Nessa perspectiva a luta contra o aborto é, na verdade, mais uma tentativa de controle do corpo das mulheres?
Sim. Nossa sexualidade tem que ser controlada porque os homens não conseguem controlar e nós somos culpadas por isso. A autonomia do corpo da mulher nos é negada o tempo todo.
É tão verdade que este ano vimos convênios médicos exigindo autorização do homem para colocar DIU na mulher. Na lei do planejamento familiar, até hoje, se a mulher quiser fazer laqueadura precisa que o marido autorize. Existem as questões sociais, mas de modo geral a sociedade brasileira é extremamente patriarcal e machista. E não permitir o aborto é controlar a sexualidade feminina.
Alguns pesquisadores que temos entrevistado têm dito que há uma nova onda conservadora no mundo todo, inclusive em organizações que mudam de nome, se modernizam, se tornam transnacionais, como por exemplo a HazteOir e a CitizenGo, que partem principalmente do fundamentalismo cristão, do neoconservadorismo católico e da união com partidos e organizações de extrema-direita. Como você vê isso?
Com a queda de Trump (EUA) muitas organizações que eram expoentes perderam força. Muitos têm sofrido perdas também nos parlamentos europeus, perdendo espaço. Governos de extrema direita também têm perdido força. A pandemia escancarou muito que eles não souberam gerenciar o caos social.
· · · · · · ·
Tarefa a cumprir
Transcreva sem nenhuma alteração o trecho da entrevista sobre aborto que vai de "Nessa perspectiva a" a "a sexualidade feminina.", inclusive.
· · · · · · ·
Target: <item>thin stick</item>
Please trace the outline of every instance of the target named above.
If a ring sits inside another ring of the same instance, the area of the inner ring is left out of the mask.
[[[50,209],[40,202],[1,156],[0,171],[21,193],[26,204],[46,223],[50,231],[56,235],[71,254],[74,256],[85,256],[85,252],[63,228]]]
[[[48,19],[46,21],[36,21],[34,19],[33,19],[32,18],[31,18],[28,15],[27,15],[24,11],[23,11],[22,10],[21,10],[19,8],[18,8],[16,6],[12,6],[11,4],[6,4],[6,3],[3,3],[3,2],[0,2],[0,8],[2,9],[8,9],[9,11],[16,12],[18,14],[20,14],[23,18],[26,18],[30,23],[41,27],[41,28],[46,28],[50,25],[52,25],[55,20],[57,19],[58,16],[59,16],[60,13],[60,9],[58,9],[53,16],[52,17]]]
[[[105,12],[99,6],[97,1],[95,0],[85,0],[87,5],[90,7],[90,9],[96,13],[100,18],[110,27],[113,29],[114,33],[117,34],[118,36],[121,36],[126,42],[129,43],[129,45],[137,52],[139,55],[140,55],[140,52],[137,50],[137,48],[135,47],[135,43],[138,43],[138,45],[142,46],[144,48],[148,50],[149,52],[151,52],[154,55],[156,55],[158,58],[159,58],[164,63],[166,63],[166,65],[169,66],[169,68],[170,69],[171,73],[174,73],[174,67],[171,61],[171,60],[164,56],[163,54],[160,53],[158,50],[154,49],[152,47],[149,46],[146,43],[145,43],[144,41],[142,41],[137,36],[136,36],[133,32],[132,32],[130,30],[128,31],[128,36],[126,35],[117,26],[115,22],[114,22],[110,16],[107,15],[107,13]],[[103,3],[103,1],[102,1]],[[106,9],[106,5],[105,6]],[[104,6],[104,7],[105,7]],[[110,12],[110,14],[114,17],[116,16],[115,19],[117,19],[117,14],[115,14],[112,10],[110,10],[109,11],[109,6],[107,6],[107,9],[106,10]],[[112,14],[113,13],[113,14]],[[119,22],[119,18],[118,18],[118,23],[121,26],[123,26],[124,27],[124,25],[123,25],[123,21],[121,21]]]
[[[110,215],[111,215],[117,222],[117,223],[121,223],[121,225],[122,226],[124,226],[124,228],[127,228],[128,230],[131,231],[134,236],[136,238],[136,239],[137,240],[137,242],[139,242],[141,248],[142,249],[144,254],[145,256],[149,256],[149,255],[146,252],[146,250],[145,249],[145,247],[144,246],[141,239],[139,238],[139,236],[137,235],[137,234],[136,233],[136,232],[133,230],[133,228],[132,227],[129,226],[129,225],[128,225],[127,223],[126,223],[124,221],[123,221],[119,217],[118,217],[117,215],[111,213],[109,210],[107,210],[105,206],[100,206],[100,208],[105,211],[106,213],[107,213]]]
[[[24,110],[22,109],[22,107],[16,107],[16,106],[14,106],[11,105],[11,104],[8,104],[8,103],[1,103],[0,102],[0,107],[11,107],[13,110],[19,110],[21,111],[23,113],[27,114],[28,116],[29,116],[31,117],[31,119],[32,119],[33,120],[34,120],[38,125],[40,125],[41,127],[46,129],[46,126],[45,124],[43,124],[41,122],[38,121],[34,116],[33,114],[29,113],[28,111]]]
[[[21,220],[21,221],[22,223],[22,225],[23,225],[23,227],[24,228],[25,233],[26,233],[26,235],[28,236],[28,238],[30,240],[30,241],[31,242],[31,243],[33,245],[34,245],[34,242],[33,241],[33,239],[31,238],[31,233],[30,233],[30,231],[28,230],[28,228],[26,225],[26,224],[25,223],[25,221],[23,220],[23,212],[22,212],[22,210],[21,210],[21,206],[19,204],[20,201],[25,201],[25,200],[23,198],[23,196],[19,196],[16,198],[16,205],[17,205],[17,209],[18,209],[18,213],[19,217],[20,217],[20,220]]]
· · · · · · ·
Resposta escrita
Nessa perspectiva a luta contra o aborto é, na verdade, mais uma tentativa de controle do corpo das mulheres?
Sim. Nossa sexualidade tem que ser controlada porque os homens não conseguem controlar e nós somos culpadas por isso. A autonomia do corpo da mulher nos é negada o tempo todo.
É tão verdade que este ano vimos convênios médicos exigindo autorização do homem para colocar DIU na mulher. Na lei do planejamento familiar, até hoje, se a mulher quiser fazer laqueadura precisa que o marido autorize. Existem as questões sociais, mas de modo geral a sociedade brasileira é extremamente patriarcal e machista. E não permitir o aborto é controlar a sexualidade feminina.